[Data extracted from a collection]
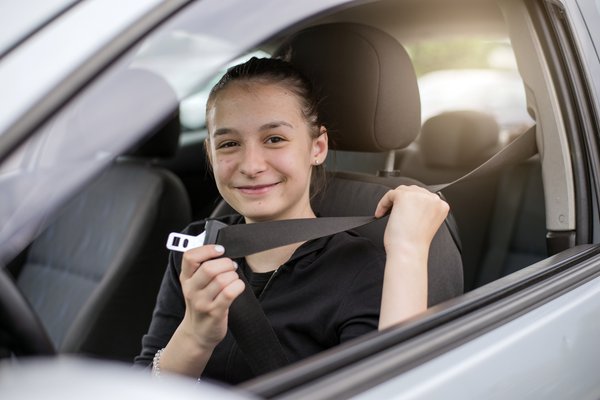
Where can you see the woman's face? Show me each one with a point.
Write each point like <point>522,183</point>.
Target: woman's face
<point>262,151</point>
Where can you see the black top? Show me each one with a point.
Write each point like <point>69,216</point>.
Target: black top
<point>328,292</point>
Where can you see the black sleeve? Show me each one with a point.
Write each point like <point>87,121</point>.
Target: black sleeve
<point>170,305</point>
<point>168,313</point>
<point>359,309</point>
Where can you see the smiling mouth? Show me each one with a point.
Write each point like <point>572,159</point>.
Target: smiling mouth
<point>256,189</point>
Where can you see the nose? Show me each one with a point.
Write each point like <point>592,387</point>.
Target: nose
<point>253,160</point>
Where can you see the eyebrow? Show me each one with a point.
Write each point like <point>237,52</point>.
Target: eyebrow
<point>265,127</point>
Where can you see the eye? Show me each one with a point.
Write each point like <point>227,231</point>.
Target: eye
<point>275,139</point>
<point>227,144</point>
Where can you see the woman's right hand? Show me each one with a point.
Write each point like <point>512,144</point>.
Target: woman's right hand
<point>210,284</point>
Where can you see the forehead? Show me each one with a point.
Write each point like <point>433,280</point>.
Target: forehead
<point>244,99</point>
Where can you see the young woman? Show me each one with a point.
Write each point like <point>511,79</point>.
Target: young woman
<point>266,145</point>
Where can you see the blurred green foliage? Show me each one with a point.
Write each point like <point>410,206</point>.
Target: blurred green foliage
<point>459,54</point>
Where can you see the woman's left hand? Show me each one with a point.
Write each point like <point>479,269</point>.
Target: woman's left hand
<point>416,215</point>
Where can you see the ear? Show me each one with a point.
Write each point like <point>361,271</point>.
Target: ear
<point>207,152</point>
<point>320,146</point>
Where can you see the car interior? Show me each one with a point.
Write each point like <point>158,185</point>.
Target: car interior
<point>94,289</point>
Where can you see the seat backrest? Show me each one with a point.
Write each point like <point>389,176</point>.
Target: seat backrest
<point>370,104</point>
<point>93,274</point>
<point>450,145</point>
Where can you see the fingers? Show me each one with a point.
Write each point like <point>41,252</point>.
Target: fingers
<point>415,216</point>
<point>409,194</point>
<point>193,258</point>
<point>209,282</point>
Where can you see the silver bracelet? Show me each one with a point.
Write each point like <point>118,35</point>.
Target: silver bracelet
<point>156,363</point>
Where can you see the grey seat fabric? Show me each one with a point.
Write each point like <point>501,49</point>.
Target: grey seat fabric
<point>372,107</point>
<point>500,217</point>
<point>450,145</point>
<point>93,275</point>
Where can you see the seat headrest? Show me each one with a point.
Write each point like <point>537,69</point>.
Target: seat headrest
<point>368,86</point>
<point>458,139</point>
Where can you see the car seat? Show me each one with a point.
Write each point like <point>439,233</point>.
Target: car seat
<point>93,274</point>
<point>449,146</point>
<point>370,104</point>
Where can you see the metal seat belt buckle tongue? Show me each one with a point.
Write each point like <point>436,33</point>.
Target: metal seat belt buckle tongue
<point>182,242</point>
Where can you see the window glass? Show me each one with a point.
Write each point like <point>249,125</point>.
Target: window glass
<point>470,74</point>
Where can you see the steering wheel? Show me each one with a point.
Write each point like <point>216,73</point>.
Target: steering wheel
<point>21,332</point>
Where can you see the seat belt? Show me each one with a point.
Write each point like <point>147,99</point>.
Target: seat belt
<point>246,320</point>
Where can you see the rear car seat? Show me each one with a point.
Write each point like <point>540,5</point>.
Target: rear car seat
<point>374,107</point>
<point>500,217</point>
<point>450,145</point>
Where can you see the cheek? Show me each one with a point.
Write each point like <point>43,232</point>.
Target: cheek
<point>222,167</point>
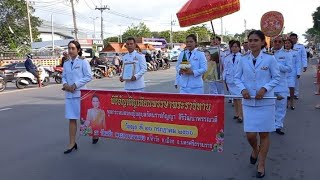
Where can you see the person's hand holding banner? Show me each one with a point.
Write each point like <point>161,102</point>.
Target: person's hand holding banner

> [AIM OF THE TASK]: An exact copy of every entry, minus the pictures, is what you should return.

> [RESULT BELOW]:
Where can you see the woman's face? Show me each one with a point.
Write each point like <point>522,183</point>.
Target: woman's face
<point>262,151</point>
Where can you see the black top? Show me each one with a point.
Write each point like <point>69,216</point>.
Target: black top
<point>328,292</point>
Where can you see the black sleeve? Show me each one with a point.
Write each point like <point>87,121</point>.
Target: black sleeve
<point>170,305</point>
<point>168,313</point>
<point>359,309</point>
Where can you see the smiling mouth? Show me each one with a point.
Write each point like <point>572,159</point>.
Target: smiling mouth
<point>256,189</point>
Where can you see the nose? Show me each one with a point.
Write each point like <point>592,387</point>.
Target: nose
<point>253,160</point>
Where can you see the eyebrow? Show me each one with a point.
Write each point like <point>237,52</point>.
Target: eyebrow
<point>265,127</point>
Where can you see the eye? Show me each one with a point.
Write each point like <point>227,231</point>.
Target: eye
<point>275,139</point>
<point>227,144</point>
Where can you see the woman's right hand? Show me each one with a point.
Write each point like <point>512,144</point>.
Target: woman's right hand
<point>210,284</point>
Where can you see the forehead? Show me each one with a point.
Write each point like <point>433,280</point>.
Target: forehead
<point>244,99</point>
Where can you see the young woman? Show me each one with a point.
Write each point like <point>511,79</point>.
Target: young woman
<point>266,145</point>
Where can you see the blurred green foliage? Show me each one with a point.
Write each point like <point>410,206</point>.
Target: blurred green foliage
<point>459,54</point>
Where can you see the woman's left hand? Show me each one with a point.
Write each point like <point>479,269</point>.
Target: woman's left hand
<point>416,215</point>
Where can you see the ear? Show me each one with a point.
Write each point like <point>361,271</point>.
Target: ear
<point>207,152</point>
<point>320,146</point>
Where can you see the car interior? Show me each one with a point.
Write each point like <point>158,185</point>.
Target: car interior
<point>94,289</point>
Where can you see the seat backrest? Show me each one with a point.
Write each point like <point>389,176</point>.
Target: seat backrest
<point>370,104</point>
<point>93,274</point>
<point>450,145</point>
Where can you see the fingers? Show me each one with a point.
Write each point like <point>41,252</point>.
Target: fingers
<point>415,216</point>
<point>409,194</point>
<point>193,258</point>
<point>209,282</point>
Where can you see the silver bracelet? Show me each one with a point.
Write each point like <point>118,35</point>.
Target: silver bracelet
<point>156,363</point>
Where can you see the grey seat fabric? Show me each one with a point.
Write each point like <point>501,49</point>.
Target: grey seat fabric
<point>372,107</point>
<point>500,217</point>
<point>450,145</point>
<point>93,275</point>
Where can you see the seat headrest? Show me each one with a point.
Write each point like <point>537,69</point>.
Target: seat headrest
<point>368,86</point>
<point>458,139</point>
Where can you see the car seat? Show me each one with a point.
Write each point like <point>439,233</point>.
Target: car seat
<point>93,274</point>
<point>449,146</point>
<point>370,104</point>
Where can you see the metal seat belt buckle tongue? Show me each one with a point.
Write each point like <point>436,33</point>.
Target: metal seat belt buckle tongue
<point>182,242</point>
Where can you see the window glass? Show me each one with a point.
Write each point like <point>249,125</point>.
Target: window glass
<point>470,74</point>
Where can you see the steering wheel? Show me each one with a point.
Write each point like <point>216,73</point>.
Target: steering wheel
<point>21,332</point>
Where can you see the seat belt? Show me each one with a point.
Write each point like <point>147,99</point>.
Target: seat belt
<point>246,320</point>
Where can you see the rear car seat? Show me each one with a point.
Write each point like <point>540,5</point>.
Target: rear car seat
<point>374,107</point>
<point>500,217</point>
<point>450,145</point>
Where can you see the cheek? Show me each one with a point.
Write each point like <point>43,232</point>.
Target: cheek
<point>222,167</point>
Where can you see the person's hand holding banner? Show me each one with a point.
Write each point like <point>161,102</point>.
Target: person's hand holding banner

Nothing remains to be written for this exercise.